**Raw data**.

==================================================

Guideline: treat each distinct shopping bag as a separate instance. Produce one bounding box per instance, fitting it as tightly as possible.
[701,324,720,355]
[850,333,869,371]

==================================================

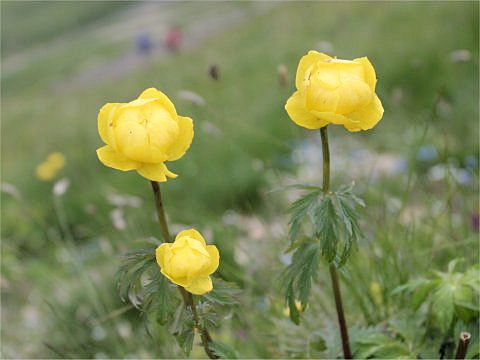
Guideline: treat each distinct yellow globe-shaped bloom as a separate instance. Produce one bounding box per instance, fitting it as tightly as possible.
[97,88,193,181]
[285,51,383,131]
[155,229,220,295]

==================================================

**Problem requirements**.
Starting with the line above that contains "Guideline: treat each distinct shopping" and ending with the line that contains "[850,333,869,371]", rewrite those lines as a numbered list, skipping any blank lines.

**Exercise solution**.
1. Guideline: treat each distinct shopping bag as a separate instance. Produce one bounding box per instance, fitting it as tightly as possible.
2. [701,324,720,355]
3. [850,333,869,371]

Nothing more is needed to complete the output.